- **Gekozen fragment**:
╔══
In het stemmenweefsel van de polyfone muziek vormt de cantus firmus een rode draad. In de barokmuziek voor de protestante eredienst houdt de cantus firmus vaak een koraalmelodie aan. Zo klinkt in het openingskoor van de Matthäus Passion van Johann Sebastian Bach als cantus firmus het koraal "Lamm Gottes".

 

Motet

Het middeleeuwse motet ontwikkelde zich uit de clausula (vanweg het langzame tempo ritmisch uitgebreide Gregoriaanse melodieën) van de organa. Vanaf 1220 won deze polyfone muzikale vorm snel aan populariteit. In de 13de tot en met de 15de eeuw was het aan van de meest toegepaste vormen van klassieke muziek, waar de componisten een bijzondere voorkeur voor hadden. 

 

Motetverzamelingen

bestonden meestal uit een bonte mengeling van composities over  teksten met een heel verschillend karakter: volledige psalmen, of gedeelten ervan, antifonen, aan heiligen gerichte gebeden enzovoort. Als titel koos de componist/uitgever graag omschrijvende begrippen als Sacrae Cantiones (of Cantiones Sacrae) quae vulgo motetta vocant.

In de loop van de tijd konden de componisten motetten in alle vrijheid vormgeven.

De motetten die Josquin Desprez op psalmteksten componeerde, namen op deze weg naar verzelfstandiging van het genre een sleutelpositie in.

Met deze motetten begon een levendige motettenproduktie, die zich over de hele 16de eeuw uitstrekte.
╚══
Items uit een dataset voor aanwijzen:
╔══
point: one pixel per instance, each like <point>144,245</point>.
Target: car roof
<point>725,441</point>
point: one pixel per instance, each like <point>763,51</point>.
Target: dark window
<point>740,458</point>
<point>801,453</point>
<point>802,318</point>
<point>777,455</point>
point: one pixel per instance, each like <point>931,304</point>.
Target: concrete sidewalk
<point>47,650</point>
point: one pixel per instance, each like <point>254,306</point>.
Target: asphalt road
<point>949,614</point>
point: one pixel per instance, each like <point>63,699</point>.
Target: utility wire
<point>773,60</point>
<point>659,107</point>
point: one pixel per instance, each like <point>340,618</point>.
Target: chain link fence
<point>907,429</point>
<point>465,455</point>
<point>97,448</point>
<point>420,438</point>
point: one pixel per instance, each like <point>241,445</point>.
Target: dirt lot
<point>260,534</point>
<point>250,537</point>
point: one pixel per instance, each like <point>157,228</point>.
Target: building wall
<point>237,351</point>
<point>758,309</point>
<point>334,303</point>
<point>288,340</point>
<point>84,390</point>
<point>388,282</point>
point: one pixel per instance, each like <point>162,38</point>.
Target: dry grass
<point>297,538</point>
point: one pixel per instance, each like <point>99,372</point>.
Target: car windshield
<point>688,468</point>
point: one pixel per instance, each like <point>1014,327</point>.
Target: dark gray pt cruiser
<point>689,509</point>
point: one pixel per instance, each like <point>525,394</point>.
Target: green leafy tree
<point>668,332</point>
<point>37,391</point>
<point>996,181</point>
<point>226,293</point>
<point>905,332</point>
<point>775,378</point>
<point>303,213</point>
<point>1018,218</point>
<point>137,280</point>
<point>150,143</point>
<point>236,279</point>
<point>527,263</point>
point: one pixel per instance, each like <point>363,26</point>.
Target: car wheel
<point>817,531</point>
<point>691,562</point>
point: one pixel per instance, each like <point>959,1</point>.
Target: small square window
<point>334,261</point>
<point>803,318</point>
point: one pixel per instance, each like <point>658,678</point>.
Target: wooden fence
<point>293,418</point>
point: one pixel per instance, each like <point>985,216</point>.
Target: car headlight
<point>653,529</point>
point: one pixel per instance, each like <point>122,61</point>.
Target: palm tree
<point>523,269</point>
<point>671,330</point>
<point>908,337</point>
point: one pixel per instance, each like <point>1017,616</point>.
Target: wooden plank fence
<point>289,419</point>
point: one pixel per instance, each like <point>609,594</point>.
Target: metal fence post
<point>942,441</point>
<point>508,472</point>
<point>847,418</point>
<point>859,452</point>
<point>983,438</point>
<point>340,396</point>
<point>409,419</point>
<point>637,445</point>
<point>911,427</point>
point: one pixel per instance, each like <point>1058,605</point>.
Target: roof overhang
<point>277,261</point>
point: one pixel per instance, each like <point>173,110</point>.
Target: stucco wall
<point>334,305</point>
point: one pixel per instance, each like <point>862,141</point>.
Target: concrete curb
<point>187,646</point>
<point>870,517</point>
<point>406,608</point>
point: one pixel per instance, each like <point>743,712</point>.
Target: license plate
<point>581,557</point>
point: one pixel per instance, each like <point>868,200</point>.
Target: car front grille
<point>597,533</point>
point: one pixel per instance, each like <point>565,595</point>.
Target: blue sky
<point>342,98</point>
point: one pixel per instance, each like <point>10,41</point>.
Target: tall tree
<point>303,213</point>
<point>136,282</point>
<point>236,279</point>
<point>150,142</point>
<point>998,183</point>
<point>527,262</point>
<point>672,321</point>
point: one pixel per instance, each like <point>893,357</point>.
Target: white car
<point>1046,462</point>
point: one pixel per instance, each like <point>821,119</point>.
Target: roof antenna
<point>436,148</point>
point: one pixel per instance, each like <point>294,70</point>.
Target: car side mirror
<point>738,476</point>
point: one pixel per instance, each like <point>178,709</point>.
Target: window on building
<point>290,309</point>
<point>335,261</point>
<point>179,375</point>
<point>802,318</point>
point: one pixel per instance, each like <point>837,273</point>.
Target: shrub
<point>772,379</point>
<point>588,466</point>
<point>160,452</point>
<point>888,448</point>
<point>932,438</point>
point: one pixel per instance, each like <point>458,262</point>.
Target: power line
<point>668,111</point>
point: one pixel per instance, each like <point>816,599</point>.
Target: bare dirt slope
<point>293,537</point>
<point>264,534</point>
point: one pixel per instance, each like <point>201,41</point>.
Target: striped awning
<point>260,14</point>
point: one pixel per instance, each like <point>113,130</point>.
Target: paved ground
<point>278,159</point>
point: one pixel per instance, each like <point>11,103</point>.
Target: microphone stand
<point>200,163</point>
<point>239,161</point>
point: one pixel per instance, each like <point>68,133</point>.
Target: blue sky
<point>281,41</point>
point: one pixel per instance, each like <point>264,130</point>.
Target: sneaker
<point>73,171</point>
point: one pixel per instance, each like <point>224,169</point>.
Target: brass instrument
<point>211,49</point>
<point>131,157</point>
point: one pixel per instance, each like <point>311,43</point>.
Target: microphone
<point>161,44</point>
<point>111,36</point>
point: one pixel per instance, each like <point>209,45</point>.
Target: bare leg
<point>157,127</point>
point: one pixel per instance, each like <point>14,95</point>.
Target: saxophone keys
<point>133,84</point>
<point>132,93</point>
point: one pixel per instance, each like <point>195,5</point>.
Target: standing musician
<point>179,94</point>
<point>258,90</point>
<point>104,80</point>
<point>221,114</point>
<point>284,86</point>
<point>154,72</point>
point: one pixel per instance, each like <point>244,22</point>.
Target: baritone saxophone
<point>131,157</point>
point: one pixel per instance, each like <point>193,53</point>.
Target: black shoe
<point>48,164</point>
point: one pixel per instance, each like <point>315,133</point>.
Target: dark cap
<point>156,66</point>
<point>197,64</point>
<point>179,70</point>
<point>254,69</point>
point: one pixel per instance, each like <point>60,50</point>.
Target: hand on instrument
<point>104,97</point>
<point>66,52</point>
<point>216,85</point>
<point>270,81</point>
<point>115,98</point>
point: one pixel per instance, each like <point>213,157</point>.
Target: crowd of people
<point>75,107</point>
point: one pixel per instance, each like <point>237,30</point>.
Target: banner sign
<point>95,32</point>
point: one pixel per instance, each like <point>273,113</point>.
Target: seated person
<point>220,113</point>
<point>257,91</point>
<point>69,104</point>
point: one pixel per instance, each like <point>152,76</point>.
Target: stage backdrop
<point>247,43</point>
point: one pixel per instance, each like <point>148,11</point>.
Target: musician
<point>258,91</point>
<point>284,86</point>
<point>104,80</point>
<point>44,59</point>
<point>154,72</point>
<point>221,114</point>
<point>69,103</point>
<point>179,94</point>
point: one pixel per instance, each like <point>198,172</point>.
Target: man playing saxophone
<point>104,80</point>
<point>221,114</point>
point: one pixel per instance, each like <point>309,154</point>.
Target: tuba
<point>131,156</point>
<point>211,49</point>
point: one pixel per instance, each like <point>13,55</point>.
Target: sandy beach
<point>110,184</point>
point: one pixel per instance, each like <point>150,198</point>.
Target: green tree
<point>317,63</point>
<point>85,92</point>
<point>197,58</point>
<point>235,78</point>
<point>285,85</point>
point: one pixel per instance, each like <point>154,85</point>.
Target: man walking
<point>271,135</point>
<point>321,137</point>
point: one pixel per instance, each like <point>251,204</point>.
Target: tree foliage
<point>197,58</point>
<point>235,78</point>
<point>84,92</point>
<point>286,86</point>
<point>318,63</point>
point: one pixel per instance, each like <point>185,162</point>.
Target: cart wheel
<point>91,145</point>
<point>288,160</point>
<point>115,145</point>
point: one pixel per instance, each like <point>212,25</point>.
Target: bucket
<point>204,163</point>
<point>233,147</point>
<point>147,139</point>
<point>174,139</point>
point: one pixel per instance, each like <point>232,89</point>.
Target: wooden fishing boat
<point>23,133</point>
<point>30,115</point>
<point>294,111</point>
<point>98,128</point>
╚══
╔══
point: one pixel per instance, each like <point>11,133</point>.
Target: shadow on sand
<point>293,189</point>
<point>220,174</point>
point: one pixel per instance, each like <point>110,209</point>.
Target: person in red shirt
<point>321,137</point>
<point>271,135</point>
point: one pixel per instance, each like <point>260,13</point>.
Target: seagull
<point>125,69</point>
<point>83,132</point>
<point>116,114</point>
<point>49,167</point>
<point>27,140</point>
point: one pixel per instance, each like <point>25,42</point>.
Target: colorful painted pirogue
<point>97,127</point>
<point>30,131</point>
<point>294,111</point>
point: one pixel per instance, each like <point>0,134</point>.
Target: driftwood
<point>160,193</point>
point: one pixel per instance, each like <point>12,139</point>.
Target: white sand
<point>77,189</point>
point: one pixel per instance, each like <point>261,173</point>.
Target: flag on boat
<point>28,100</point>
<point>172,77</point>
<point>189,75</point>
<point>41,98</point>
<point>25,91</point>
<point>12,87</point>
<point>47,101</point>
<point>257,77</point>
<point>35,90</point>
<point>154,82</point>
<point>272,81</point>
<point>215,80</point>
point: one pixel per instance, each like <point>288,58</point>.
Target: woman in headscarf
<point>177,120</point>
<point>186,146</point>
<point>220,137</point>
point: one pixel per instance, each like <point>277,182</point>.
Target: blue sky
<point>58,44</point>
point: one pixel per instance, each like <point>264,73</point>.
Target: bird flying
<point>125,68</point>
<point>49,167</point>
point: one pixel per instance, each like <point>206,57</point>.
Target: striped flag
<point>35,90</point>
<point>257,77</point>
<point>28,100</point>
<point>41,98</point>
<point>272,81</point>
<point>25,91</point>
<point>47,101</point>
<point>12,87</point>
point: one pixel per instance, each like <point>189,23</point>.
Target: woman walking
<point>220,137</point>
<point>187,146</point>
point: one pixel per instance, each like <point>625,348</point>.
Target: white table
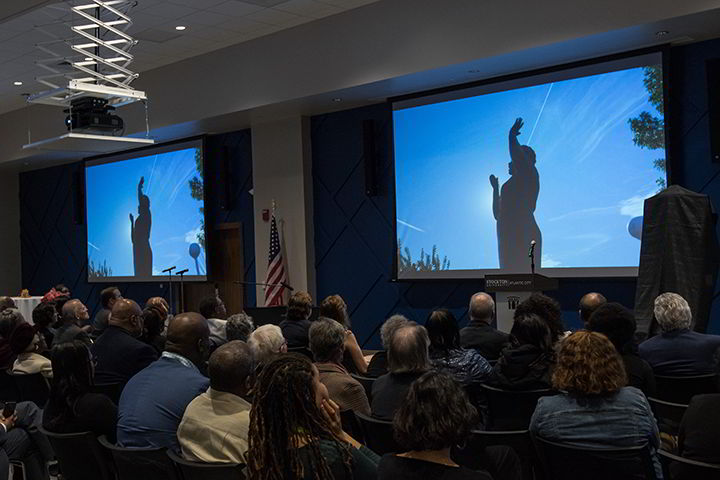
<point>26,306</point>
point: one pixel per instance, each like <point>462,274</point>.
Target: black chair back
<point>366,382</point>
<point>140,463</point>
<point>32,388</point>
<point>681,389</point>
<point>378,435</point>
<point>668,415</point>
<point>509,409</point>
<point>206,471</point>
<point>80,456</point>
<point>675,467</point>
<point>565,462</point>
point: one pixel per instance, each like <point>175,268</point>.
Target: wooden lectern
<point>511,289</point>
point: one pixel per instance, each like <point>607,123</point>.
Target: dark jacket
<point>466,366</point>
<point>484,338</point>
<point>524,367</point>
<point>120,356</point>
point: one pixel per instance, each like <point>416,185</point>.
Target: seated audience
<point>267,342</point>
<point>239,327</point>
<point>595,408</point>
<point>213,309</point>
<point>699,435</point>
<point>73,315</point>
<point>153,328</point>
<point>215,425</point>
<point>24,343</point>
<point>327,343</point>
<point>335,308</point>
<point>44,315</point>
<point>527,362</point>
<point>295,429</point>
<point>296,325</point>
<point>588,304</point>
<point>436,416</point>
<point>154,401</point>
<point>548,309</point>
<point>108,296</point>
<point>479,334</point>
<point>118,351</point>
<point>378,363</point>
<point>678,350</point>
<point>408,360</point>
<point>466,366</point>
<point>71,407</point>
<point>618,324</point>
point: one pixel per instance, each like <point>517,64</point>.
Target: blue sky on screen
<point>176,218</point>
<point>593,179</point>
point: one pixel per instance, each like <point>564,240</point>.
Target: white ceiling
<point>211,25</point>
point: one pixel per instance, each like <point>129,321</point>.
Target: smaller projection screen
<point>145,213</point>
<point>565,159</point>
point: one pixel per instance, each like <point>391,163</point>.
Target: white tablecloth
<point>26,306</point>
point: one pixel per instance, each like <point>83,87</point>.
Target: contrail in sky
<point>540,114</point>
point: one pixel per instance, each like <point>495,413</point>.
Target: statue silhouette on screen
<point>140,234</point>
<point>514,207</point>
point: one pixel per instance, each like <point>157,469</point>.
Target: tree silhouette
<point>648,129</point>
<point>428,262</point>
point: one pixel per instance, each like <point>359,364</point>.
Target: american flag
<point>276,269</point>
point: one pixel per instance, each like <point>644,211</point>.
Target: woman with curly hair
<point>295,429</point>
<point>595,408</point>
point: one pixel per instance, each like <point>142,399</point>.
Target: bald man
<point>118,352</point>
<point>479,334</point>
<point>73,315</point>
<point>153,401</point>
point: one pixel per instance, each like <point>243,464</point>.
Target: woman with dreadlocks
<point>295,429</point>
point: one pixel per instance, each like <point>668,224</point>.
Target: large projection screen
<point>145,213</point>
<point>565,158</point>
╚══
- **Uit te voeren werk**:
Schrijf alstublieft het vervolg van de tekst over de cantus firmus en het motet, aansluitend op de laatste zin.

- **Uitkomst van opdracht**:
Ars Antiqua (Latijn: verouderde kunst)

is de “scheldnaam” die de “vooruitstrevende” componisten uit de 14de eeuw gaven aan de kerkelijke muziek die zich van omstreeks 1170 tot 1310 had ontwikkeld. Dus de hierboven beschreven muziek van de Notre Dame School en de daarbij ontstane vormen. In de Ars Antiqua, kwam het motet in grofweg twee hoofdvormen voor:

1. Het duplum, de tweede stem, boven de diepste stem van het motet: de tenor, is een Latijnse tekst die een commentaar bevat op op het gegeven van de tekst in de andere stem Zo bevatten bijvoorbeeld de vroegste motetten op de clausula's van het in saeculum teksten over de verrijzenis.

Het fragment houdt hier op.